ARBEITSAUFTRAG 1 → Liste alle geografischen Eigennamen für Fluss, Brücken und Städte aus dem Textauszug in der Reihenfolge ihres ersten Auftretens auf.

----

Passanten beobachten die Suchaktion auf der Donau nahe der Magaretenbrücke
Reuters/Bernadett Szabo
Die Suche wurde auch am Tag weitergeführt und noch ausgedehnt

Sieben Menschen konnten gerettet werden, im Fernsehen wurde berichtet, dass mittlerweile alle bis auf eine Person bereits aus dem Krankenhaus entlassen wurden. Unter den 21 Vermissten sind 19 Südkoreaner, zwei Menschen gehören zur Besatzung – es soll sich dabei um den Kapitän und seinen Assistenten handeln.

Bergung könnte Tage dauern

Die Bergung des Wracks könne sich verzögern, berichtete unterdessen das Internetportal 24.hu am Donnerstag. Wegen der sich wahrscheinlich im Wrack befindlichen Opfer drängen die Behörden auf eine baldmöglichste Lösung. Laut Katastrophenschutz könnte deren Bergung Tage dauern, zitierte das Portal.

Die Suche nach Opfern wurde untertags auf 100 Kilometer Länge entlang des Donau-Ufers festgelegt. Zwei der sieben Toten seien mehrere Kilometer weit von der Unfallstelle entfernt geborgen worden, die Behörden veröffentlichten eine Karte mit den genauen Zeiten und Fundorten der Opfer.

Rettungsboot vor der Freiheitsbrücke auf der Donau in Budapest
Reuters/Bernadett Szabo
Die Suche in der Donau ging die ganze Nacht weiter – hier bei der Freiheitsbrücke

Unglück überraschte Menschen unter Deck

Angesichts des schlechten Wetters sollen sich die Touristen und Touristinnen zum Zeitpunkt des Unglücks unter Deck befunden haben. Das Ausflugsboot sei nach dem Zusammenstoß mit einem großen Hotelschiff dramatisch schnell gesunken, berichteten Medien. Das Hotelschiff soll unter Schweizer Flagge gefahren sein. Die „Viking Sigyn“ gehört den Viking River Cruises mit Sitz in Basel.

Auf Fotos ist das Schiff nach der Kollision auf der Donau in Budapest zu sehen. Die Viking River Cruises waren für eine Stellungnahme nicht zu erreichen. Auf dem Hotelschiff soll niemand zu Schaden gekommen sein.

Ernst Gelegs berichtet aus Budapest

Die Suche mit Hilfe von Tauchern gestaltet sich schwierig, so ORF-Korrespondent Ernst Gelegs.

----

ARBEITSAUFTRAG 2 → Gib die Zeilen unverändert wieder, beginnend am Anfang der Zeilen und endend mit der Zeile, die „1271L269 1325L293 1418L326“ enthält. Lass die Bilder dabei weg.

----

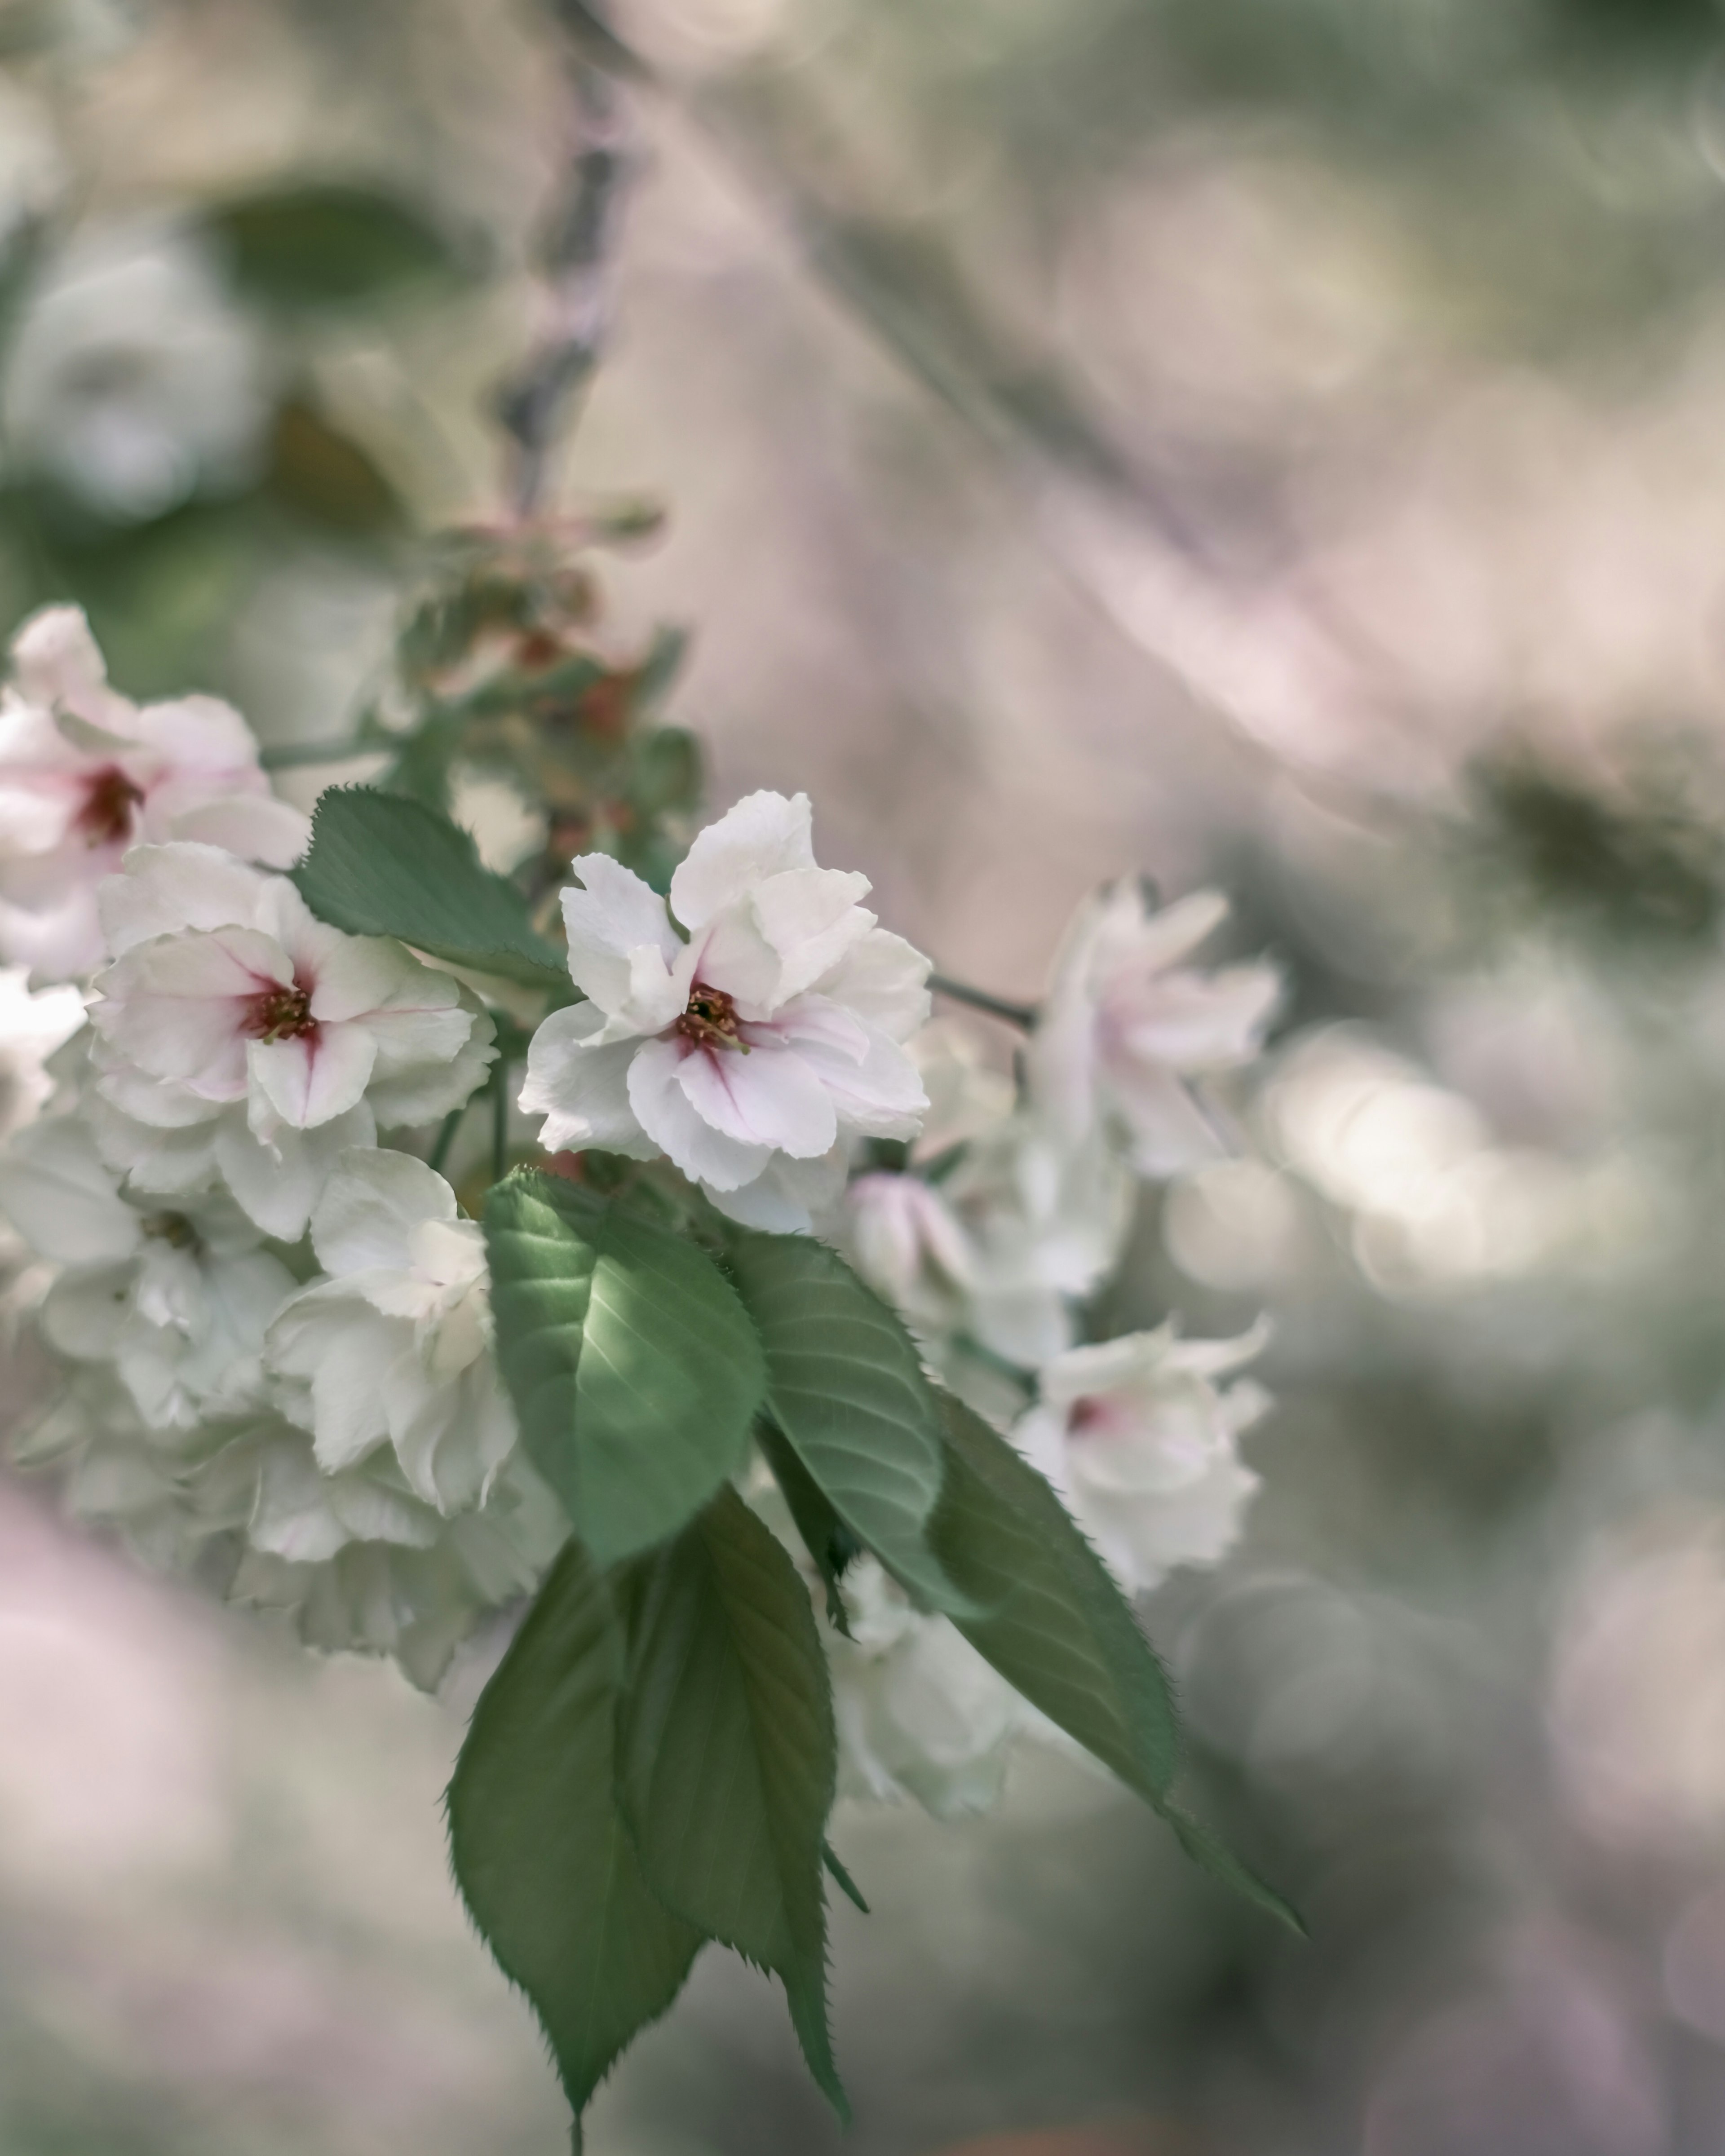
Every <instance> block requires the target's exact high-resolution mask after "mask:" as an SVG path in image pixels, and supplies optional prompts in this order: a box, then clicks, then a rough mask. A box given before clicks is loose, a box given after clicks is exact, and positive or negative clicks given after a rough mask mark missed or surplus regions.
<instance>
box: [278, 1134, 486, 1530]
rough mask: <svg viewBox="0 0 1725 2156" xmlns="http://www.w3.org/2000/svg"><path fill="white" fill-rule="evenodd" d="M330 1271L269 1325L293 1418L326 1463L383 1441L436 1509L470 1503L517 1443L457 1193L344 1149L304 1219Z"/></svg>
mask: <svg viewBox="0 0 1725 2156" xmlns="http://www.w3.org/2000/svg"><path fill="white" fill-rule="evenodd" d="M310 1240H313V1248H315V1250H317V1261H319V1266H323V1270H326V1272H328V1274H330V1279H326V1281H319V1283H315V1285H313V1287H306V1289H302V1291H300V1294H298V1296H293V1300H291V1302H287V1307H285V1309H280V1313H278V1315H276V1322H274V1326H272V1328H270V1367H272V1369H274V1371H278V1373H280V1376H285V1378H289V1380H298V1384H295V1388H293V1395H289V1397H287V1412H289V1414H291V1416H293V1421H298V1423H302V1425H304V1427H306V1429H310V1432H313V1438H315V1457H317V1466H319V1468H321V1470H323V1473H326V1475H336V1473H341V1470H343V1468H347V1466H354V1464H356V1462H360V1460H364V1457H367V1455H369V1453H373V1451H377V1447H392V1449H395V1457H397V1462H399V1466H401V1473H403V1477H405V1481H408V1488H410V1490H412V1492H414V1496H418V1498H420V1501H423V1503H427V1505H431V1507H436V1511H438V1514H444V1516H448V1514H453V1511H459V1509H464V1507H470V1505H474V1503H477V1501H479V1498H481V1496H483V1492H485V1485H487V1483H489V1479H492V1475H494V1473H496V1470H498V1466H500V1464H502V1460H505V1457H507V1455H509V1451H511V1449H513V1445H515V1416H513V1412H511V1408H509V1399H507V1395H505V1391H502V1384H500V1380H498V1369H496V1360H494V1356H492V1354H489V1341H492V1315H489V1283H487V1274H485V1235H483V1231H481V1227H479V1222H477V1220H457V1216H455V1192H453V1190H451V1188H448V1184H446V1181H444V1179H442V1175H438V1173H436V1171H433V1169H429V1166H425V1162H423V1160H414V1158H410V1156H408V1153H390V1151H375V1149H371V1151H349V1153H343V1156H341V1162H339V1166H336V1173H334V1175H332V1177H330V1184H328V1188H326V1190H323V1197H321V1199H319V1205H317V1212H315V1214H313V1222H310Z"/></svg>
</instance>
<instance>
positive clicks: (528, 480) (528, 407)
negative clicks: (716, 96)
mask: <svg viewBox="0 0 1725 2156" xmlns="http://www.w3.org/2000/svg"><path fill="white" fill-rule="evenodd" d="M554 13H556V17H558V22H561V26H563V30H565V34H567V37H569V91H571V108H574V127H571V132H574V144H571V153H569V179H567V185H565V192H563V196H561V201H558V205H556V209H554V213H552V220H550V229H548V233H546V239H543V252H541V261H539V267H541V272H543V321H541V328H539V334H537V338H535V345H533V351H530V354H528V358H526V360H524V364H522V367H520V369H517V373H513V375H511V377H509V379H507V382H502V384H500V388H498V397H496V416H498V423H500V425H502V429H505V433H507V436H509V440H511V442H513V448H515V468H513V474H511V500H513V509H515V515H517V517H530V515H533V513H535V511H537V509H539V502H541V498H543V494H546V481H548V476H550V457H552V448H554V446H556V440H558V436H561V433H563V429H565V427H567V423H569V416H571V410H574V405H576V403H578V399H580V392H582V390H584V388H586V382H589V379H591V375H593V369H595V367H597V364H599V356H602V351H604V343H606V334H608V330H610V310H612V263H615V252H617V229H619V222H621V207H623V192H625V181H627V177H630V172H632V170H634V162H636V160H634V151H632V147H630V123H627V106H625V101H623V97H621V95H619V88H617V78H619V75H621V73H625V67H623V63H621V60H619V58H617V54H623V47H621V45H617V41H615V39H610V43H606V41H604V39H608V30H606V26H604V24H602V22H599V17H597V13H595V11H593V9H591V6H578V9H571V6H569V4H567V0H558V4H554ZM595 32H604V37H597V34H595Z"/></svg>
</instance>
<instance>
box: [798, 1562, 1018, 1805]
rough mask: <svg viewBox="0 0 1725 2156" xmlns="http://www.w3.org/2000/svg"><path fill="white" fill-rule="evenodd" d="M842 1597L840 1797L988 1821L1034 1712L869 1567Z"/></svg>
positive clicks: (890, 1583) (839, 1656)
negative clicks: (964, 1813) (919, 1807)
mask: <svg viewBox="0 0 1725 2156" xmlns="http://www.w3.org/2000/svg"><path fill="white" fill-rule="evenodd" d="M839 1593H841V1595H843V1604H845V1615H847V1619H850V1634H852V1636H850V1639H845V1636H843V1634H841V1632H839V1630H837V1628H832V1626H824V1632H826V1651H828V1662H830V1669H832V1712H834V1720H837V1727H839V1794H841V1796H869V1798H875V1800H882V1802H893V1800H903V1798H912V1800H914V1802H919V1805H921V1807H923V1809H925V1811H932V1813H934V1815H936V1818H938V1820H951V1818H957V1815H962V1813H968V1811H988V1809H990V1807H992V1805H994V1802H996V1798H998V1796H1001V1783H1003V1781H1005V1774H1007V1764H1009V1759H1011V1749H1013V1740H1016V1738H1018V1736H1020V1733H1024V1731H1026V1729H1029V1727H1033V1723H1035V1720H1037V1718H1035V1716H1033V1712H1031V1710H1029V1708H1026V1705H1024V1701H1022V1699H1020V1697H1018V1692H1013V1688H1011V1686H1009V1684H1007V1682H1005V1677H1001V1675H998V1673H996V1671H994V1669H990V1664H988V1662H985V1660H983V1658H981V1656H979V1654H977V1649H975V1647H972V1645H970V1641H968V1639H964V1634H962V1632H957V1630H955V1628H953V1626H951V1623H949V1619H944V1617H927V1615H923V1613H921V1611H916V1608H912V1604H910V1600H908V1595H906V1593H903V1589H899V1587H897V1585H895V1583H893V1580H891V1578H888V1576H886V1574H884V1572H882V1567H880V1563H878V1561H875V1559H873V1557H858V1559H854V1561H852V1563H850V1565H847V1567H845V1572H843V1578H841V1583H839Z"/></svg>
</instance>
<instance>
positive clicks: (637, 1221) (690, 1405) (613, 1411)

----

ANTWORT ZUR AUFGABE 1 → Donau, Magaretenbrücke, Freiheitsbrücke, Budapest, Basel

ANTWORT ZUR AUFGABE 2 →
Every <instance> block requires the target's exact high-resolution mask after "mask:" as an SVG path in image pixels, and supplies optional prompts in this order: a box, then clicks, then a rough mask. A box given before clicks is loose, a box given after clicks is exact, and positive or negative clicks given after a rough mask mark missed or surplus regions.
<instance>
box: [278, 1134, 486, 1530]
rough mask: <svg viewBox="0 0 1725 2156" xmlns="http://www.w3.org/2000/svg"><path fill="white" fill-rule="evenodd" d="M330 1271L269 1325L293 1418L326 1463L383 1441L436 1509L470 1503L517 1443L457 1193L344 1149L304 1219Z"/></svg>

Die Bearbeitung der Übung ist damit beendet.